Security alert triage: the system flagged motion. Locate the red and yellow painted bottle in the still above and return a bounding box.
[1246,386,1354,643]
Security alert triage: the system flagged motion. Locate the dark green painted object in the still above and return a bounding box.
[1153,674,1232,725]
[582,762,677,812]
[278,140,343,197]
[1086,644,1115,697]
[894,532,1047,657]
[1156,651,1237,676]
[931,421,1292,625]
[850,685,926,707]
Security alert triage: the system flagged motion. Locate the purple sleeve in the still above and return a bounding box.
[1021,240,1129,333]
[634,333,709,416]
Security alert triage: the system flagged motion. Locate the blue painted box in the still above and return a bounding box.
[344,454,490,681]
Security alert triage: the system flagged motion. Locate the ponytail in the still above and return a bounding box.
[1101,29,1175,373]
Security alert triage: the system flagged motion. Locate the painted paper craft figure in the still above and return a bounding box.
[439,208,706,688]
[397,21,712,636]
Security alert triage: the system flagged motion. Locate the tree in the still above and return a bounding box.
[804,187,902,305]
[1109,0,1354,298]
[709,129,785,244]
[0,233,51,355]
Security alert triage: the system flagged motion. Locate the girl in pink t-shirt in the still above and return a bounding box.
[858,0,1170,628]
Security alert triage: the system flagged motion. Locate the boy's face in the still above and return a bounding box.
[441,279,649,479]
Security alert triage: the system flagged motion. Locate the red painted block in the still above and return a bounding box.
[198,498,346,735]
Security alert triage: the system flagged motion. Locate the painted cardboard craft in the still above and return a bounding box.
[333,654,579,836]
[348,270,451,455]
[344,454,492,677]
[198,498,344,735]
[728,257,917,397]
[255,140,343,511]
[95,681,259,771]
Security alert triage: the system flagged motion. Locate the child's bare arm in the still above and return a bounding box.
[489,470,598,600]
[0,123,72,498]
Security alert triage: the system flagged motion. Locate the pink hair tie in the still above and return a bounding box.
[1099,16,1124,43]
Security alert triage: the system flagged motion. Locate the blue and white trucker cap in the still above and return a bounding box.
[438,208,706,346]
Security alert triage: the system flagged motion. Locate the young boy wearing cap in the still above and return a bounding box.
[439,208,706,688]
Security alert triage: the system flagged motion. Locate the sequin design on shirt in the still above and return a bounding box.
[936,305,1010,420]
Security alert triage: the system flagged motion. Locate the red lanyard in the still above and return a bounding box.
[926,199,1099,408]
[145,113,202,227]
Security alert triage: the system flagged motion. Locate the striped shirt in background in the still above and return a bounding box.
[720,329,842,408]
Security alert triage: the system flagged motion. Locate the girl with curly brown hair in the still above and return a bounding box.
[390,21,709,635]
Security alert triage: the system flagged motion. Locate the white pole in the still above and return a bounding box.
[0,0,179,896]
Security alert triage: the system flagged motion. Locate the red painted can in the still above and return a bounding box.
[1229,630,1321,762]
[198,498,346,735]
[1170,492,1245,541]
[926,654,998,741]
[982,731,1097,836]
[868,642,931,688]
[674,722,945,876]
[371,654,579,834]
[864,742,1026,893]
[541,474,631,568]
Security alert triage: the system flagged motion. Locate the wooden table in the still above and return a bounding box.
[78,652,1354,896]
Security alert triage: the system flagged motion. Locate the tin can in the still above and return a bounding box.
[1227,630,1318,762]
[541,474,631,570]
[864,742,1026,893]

□ □ □ □

-- What to produce --
Reproduce every item above, replacing "still" with "frame" wherever it occurs and leaving all other text unchanged.

-- Exercise answer --
Security alert triage: the system flagged motion. Locate the red and yellow painted bottle in the frame above and return a bounding box.
[1246,386,1354,643]
Security alert triage: the system flagged motion. Locate the dark green painted object in the frame above and return a bounding box.
[1153,674,1232,725]
[582,762,677,812]
[278,140,343,197]
[1086,644,1115,697]
[894,532,1047,657]
[1156,651,1237,676]
[931,421,1292,625]
[850,685,926,707]
Security alert triage: the system flagged motion. Locate the purple sleeve in the frame above and return a bounding box.
[1021,240,1129,333]
[634,333,709,416]
Security alert triage: the system flagged motion. Locate the blue painted box in the frame above and return a bounding box.
[344,454,490,681]
Security alert triage: the system flagged motion. Locate the ponytail in the frame above and return a bounding box.
[1101,29,1175,373]
Security alert triage: the system flagged motion. Locate the painted paper craft figure in the frame above and return a bounding box.
[439,208,706,688]
[397,21,712,636]
Security alert triage: the system flagged motion. Locate the tree in the frame above and return a bounding box.
[804,187,902,305]
[1109,0,1354,298]
[709,129,785,244]
[0,233,51,355]
Security alert triage: the system flagged motion. Locate the girl in pink t-shirt in the frame above and return a bounding box.
[858,0,1170,628]
Security alert triage: the system flagged motion. Locate the boy's face in the frame above and return a bounding box.
[441,279,649,479]
Security alert triage: the system flagged motion. Locate the red painted block in the frame above and return a bounding box.
[198,498,346,735]
Security alert triage: the system flagged motion. Locate the painted cardboard craft in the frame above and return a bounding box.
[333,654,579,836]
[348,270,451,455]
[344,454,492,677]
[198,498,344,735]
[728,257,917,397]
[255,140,343,511]
[95,681,259,771]
Security alert triage: the system flagged motion. Locate the child's bare arm in the frame above and return a bounding box.
[489,470,598,600]
[0,123,72,498]
Security alert triage: the system flagged motion. Locate the pink hair tie in the frame above and return a bounding box.
[1099,16,1124,43]
Security alert triage: the system flagged motion. Locate the blue and white trucker cap in the frame above and return a bounding box.
[438,208,706,346]
Security alert triage: the system flagged motion. Locate the young boy wearing cap in the frame above and return a bounding box.
[439,208,706,688]
Security alert triage: the system flagged motion. Locate the sequin design on shirt in the frame above and return a bounding box.
[936,305,1010,420]
Security alert triage: the system flagged motion. Locate the red lanyard in the frame above and return a bounding box.
[926,199,1099,408]
[145,113,202,227]
Security alert triage: the system flagged motion. Locate the striped shirt in background in the frame above and return a bounding box.
[720,329,842,408]
Security alert triage: the system flagged motion. Locate the girl with curly brown hair in the frame above and return a bounding box.
[390,21,709,635]
Security alert triage: the system flagged motion. Locate the white pole in the frame above and return a bounding box.
[0,0,179,896]
Security alert triage: the system flagged motion. Locate the red painted can in the frame above and return a bounding box.
[1229,630,1321,762]
[198,498,346,735]
[1170,492,1245,541]
[926,654,998,741]
[982,731,1097,836]
[868,642,931,688]
[674,722,945,876]
[371,654,579,834]
[864,742,1026,893]
[541,474,631,568]
Security alert triage: the system flagged motion. Locate the wooden table in the frame above and return a bounding box.
[78,652,1354,896]
Security alert triage: the system flagged motion. Locate the tin can in the frame above and return a bounding box.
[1227,630,1318,762]
[541,474,631,570]
[864,742,1026,893]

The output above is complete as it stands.